Data in this exercise:
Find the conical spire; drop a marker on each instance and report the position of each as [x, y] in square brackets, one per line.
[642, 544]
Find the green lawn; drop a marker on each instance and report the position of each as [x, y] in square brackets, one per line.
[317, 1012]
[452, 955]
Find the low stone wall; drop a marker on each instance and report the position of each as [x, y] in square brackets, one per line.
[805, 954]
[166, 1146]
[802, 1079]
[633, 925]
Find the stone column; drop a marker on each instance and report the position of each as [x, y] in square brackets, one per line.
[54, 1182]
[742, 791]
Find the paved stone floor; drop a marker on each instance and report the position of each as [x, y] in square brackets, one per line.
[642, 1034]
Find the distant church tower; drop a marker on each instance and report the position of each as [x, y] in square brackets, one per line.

Exercise: Repeat the entries. Keep each one exactly as written.

Task solution:
Find the conical spire; drop a marker on each instance and report the position of each as [x, y] in square brackets, one per line.
[642, 544]
Find the green lawn; drop a marker on each instance and report the position of each as [x, y] in square brackets, one per line.
[317, 1012]
[452, 955]
Find the low stone wall; drop a marker on each instance and report the position of each as [x, y] in square brackets, one per line.
[805, 954]
[166, 1146]
[802, 1079]
[633, 925]
Find the stone column; drop a marker on each instance and report the position of each as [x, y] in square brackets, one per line.
[54, 1182]
[742, 791]
Find the paved stone floor; drop a marker on each instance and report the position of each as [x, y] in square brackets, one per line.
[642, 1034]
Find the distant church tower; drop a marker on each instance and report the position of each as [x, y] in square brackets, one per line.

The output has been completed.